▶ [Written problem a]: In the court opinion, rewrite the part that opens with the words containing "On appeal from" and closes with "attorneys; Ronald G.", replacing "Chancery Division" with "Law Division".

▶ [Source]:
NOT FOR PUBLICATION WITHOUT THE
APPROVAL OF THE APPELLATE DIVISION
This opinion shall not "constitute precedent or be binding upon any court." Although it is posted on the
internet, this opinion is binding only on the parties in the case and its use in other cases is limited. R. 1:36-3.
SUPERIOR COURT OF NEW JERSEY
APPELLATE DIVISION
DOCKET NO. A-2615-22
JAMI ROBLEJO,
Plaintiff-Appellant,
v.
CASEY ROBLEJO,
Defendant-Respondent.
_________________________
Argued April 16, 2024 – Decided May 6, 2024
Before Judges Whipple and Augostini.
On appeal from the Superior Court of New Jersey,
Chancery Division, Family Part, Burlington County,
Docket No. FM-03-0333-19.
Ronald G. Lieberman argued the cause for appellant
(Rigden Lieberman, LLC, attorneys; Ronald G.

▶ [Written problem b]: Output the listing below as a two-column CSV titled request and answer, with one row for each request. Put the request's text and its answer each in a single quoted field, with line breaks turned into spaces, and leave the pictures out.

▶ [Data]:
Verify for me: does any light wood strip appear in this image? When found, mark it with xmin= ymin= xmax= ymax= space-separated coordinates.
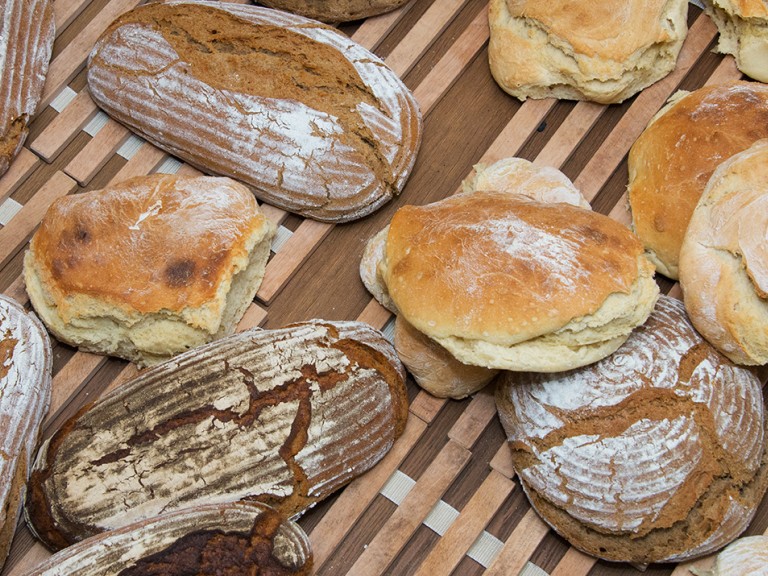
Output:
xmin=309 ymin=418 xmax=427 ymax=568
xmin=64 ymin=120 xmax=131 ymax=186
xmin=30 ymin=90 xmax=99 ymax=162
xmin=256 ymin=220 xmax=333 ymax=304
xmin=0 ymin=148 xmax=40 ymax=202
xmin=485 ymin=509 xmax=549 ymax=576
xmin=0 ymin=172 xmax=77 ymax=261
xmin=574 ymin=14 xmax=717 ymax=201
xmin=414 ymin=471 xmax=515 ymax=576
xmin=348 ymin=440 xmax=472 ymax=576
xmin=413 ymin=9 xmax=489 ymax=114
xmin=448 ymin=385 xmax=496 ymax=450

▶ [Reply a]:
On appeal from the Superior Court of New Jersey,
Law Division, Family Part, Burlington County,
Docket No. FM-03-0333-19.
Ronald G. Lieberman argued the cause for appellant
(Rigden Lieberman, LLC, attorneys; Ronald G.

▶ [Reply b]:
request,answer
"Verify for me: does any light wood strip appear in this image? When found, mark it with xmin= ymin= xmax= ymax= space-separated coordinates. Output:","xmin=309 ymin=418 xmax=427 ymax=568 xmin=64 ymin=120 xmax=131 ymax=186 xmin=30 ymin=90 xmax=99 ymax=162 xmin=256 ymin=220 xmax=333 ymax=304 xmin=0 ymin=148 xmax=40 ymax=202 xmin=485 ymin=509 xmax=549 ymax=576 xmin=0 ymin=172 xmax=77 ymax=261 xmin=574 ymin=14 xmax=717 ymax=201 xmin=414 ymin=471 xmax=515 ymax=576 xmin=348 ymin=440 xmax=472 ymax=576 xmin=413 ymin=9 xmax=489 ymax=114 xmin=448 ymin=385 xmax=496 ymax=450"